- _WHAT IS EXPECTED_:
Please rewrite all of the items below, replacing "disc" with "circle" and leaving everything else unchanged. Leave the pictures out of your answer.

- _SUPPLIED DATA_:
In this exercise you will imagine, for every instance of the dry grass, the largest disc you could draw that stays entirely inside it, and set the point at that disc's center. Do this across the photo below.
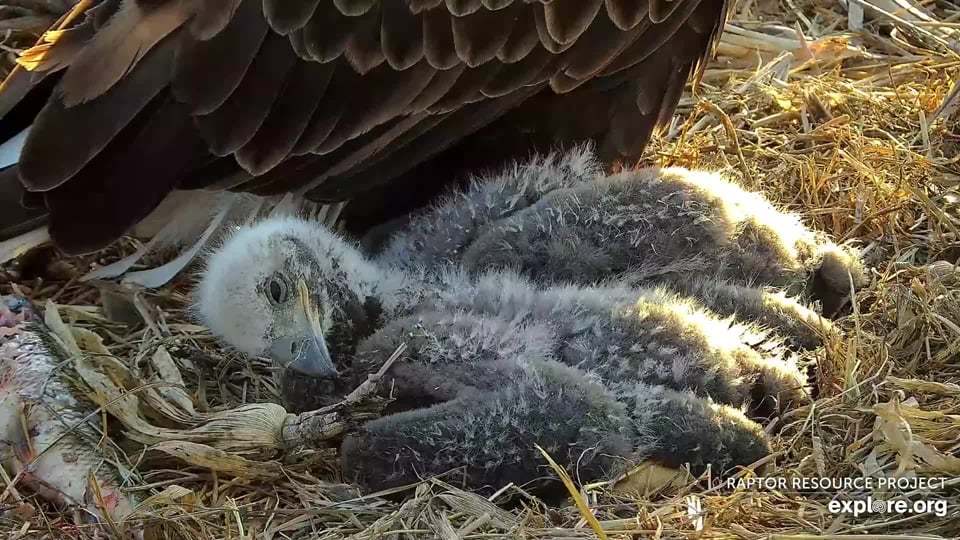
(853, 130)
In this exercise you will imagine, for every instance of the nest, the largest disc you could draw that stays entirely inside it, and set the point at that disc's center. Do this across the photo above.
(843, 114)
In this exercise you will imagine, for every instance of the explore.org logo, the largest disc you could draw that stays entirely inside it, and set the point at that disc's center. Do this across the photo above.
(858, 507)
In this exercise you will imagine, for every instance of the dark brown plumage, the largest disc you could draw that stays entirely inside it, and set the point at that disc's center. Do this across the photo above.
(331, 98)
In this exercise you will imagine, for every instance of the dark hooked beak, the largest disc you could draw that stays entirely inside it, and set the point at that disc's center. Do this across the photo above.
(307, 352)
(306, 355)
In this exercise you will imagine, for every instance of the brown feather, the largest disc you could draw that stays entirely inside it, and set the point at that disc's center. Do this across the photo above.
(652, 39)
(353, 8)
(386, 95)
(468, 88)
(15, 218)
(100, 14)
(207, 72)
(511, 77)
(285, 16)
(460, 8)
(419, 6)
(401, 33)
(438, 45)
(299, 46)
(627, 14)
(118, 47)
(302, 92)
(211, 17)
(420, 142)
(63, 139)
(234, 123)
(478, 37)
(326, 33)
(328, 114)
(127, 181)
(676, 82)
(523, 37)
(59, 49)
(364, 51)
(567, 19)
(546, 39)
(596, 48)
(441, 83)
(659, 10)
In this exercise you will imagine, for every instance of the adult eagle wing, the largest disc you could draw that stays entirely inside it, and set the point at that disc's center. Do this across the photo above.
(127, 100)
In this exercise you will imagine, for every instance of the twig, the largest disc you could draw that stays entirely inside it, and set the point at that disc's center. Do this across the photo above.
(330, 422)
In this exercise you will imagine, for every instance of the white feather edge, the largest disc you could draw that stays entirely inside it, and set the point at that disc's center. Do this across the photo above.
(10, 150)
(18, 245)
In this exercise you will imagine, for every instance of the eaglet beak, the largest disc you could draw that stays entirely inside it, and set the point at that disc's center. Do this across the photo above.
(307, 352)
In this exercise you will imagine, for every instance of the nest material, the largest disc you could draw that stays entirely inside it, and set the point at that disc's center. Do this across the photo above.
(853, 129)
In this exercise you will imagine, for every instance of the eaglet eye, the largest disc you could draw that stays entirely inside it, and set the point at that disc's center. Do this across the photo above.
(277, 290)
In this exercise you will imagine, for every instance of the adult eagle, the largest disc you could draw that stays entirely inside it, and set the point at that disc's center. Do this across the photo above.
(376, 101)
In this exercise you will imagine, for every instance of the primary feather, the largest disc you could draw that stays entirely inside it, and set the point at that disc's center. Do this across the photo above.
(398, 84)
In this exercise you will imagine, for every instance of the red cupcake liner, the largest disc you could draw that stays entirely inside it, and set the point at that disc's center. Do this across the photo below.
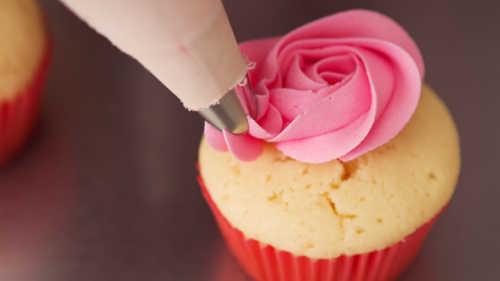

- _RESULT OF THIS TASK_:
In this exercise you will imagine, for every instance of the dry grass, the largest circle you could draw that stays entirely inside it, and set the point at that circle's center. Do this across the photo below.
(853, 130)
In this exercise you will imagine, for every instance of the nest, the largest circle you could draw that stays entirely inside it, and set the point at that circle's center. Do this across the photo above.
(843, 114)
In this exercise you will imagine, for every instance of the explore.org logo, the largest circle you could draw that stays entirely inside it, and set the point at that circle's center. Do this across the photo above.
(858, 507)
In this exercise you will imagine, for every instance of the dark brown plumage, the largest circle you could draw that stays entirely inside it, and set the point at that circle's center. Do this across the photo above.
(331, 98)
In this exercise you will imagine, for every instance of the dark hooked beak, the largest circle you could draw that stays entirely inside it, and set the point at that circle's center. Do this across the photo above.
(307, 352)
(306, 355)
In this exercise you will imagine, for every instance of the brown feather, the largest circle you could draw that stays entirely inside it, and set the point at that circle's center. Do this across the photo above.
(652, 39)
(353, 8)
(386, 95)
(468, 88)
(15, 218)
(100, 14)
(207, 72)
(511, 77)
(285, 16)
(460, 8)
(419, 6)
(401, 33)
(438, 45)
(299, 46)
(627, 14)
(118, 47)
(302, 92)
(211, 17)
(420, 142)
(63, 139)
(234, 123)
(478, 37)
(326, 33)
(328, 114)
(127, 181)
(676, 82)
(523, 37)
(59, 49)
(364, 51)
(567, 19)
(546, 39)
(596, 48)
(441, 83)
(659, 10)
In this exercise you will imagine, for every instance of the adult eagle wing, the largest circle you could draw that stays entirely inside it, and set the point at that circle's center. Do this across the photo above.
(127, 100)
In this exercise you will imagine, for every instance of the twig, the largest circle you could draw that stays entirely inside it, and set the point at that circle's center. Do this across the photo above.
(330, 422)
In this exercise you will imagine, for every instance of the white feather edge, the largest circle you could draw that stays entirely inside it, and set the point at that circle's center. Do this across the photo above.
(10, 150)
(18, 245)
In this exercise you will imagine, for every instance of the eaglet beak, the largest circle you could draw that stays entirely inside it, and set the point at that circle's center. Do this across the photo above.
(307, 352)
In this exercise you will imagine, for every instance of the nest material, the largest circle you could draw that stays entirely inside it, and set the point at that circle's center. Do this across the photo above.
(853, 129)
In this exercise you will imagine, for every instance of the eaglet eye, the largest circle you could draw that stays entirely inside it, and set the point at that circle's center. Do this across the photo above.
(277, 290)
In this exercise you will imagine, for every instance of the adult eagle, the largest circle you could draw that stays entirely inside it, and set the point at that circle's center. Do this across the photo above.
(376, 101)
In this exercise you will imagine, for every instance of the primary feather, the largest circle you could draw that stays entirely inside it, and set the point at that circle's center. Do this across the photo above.
(398, 84)
In this exercise you will imagine, for every instance of the red cupcake liner, the largest circle you could draw that stays entirely inside it, and set the point at that circle's center. Do this across the photo below.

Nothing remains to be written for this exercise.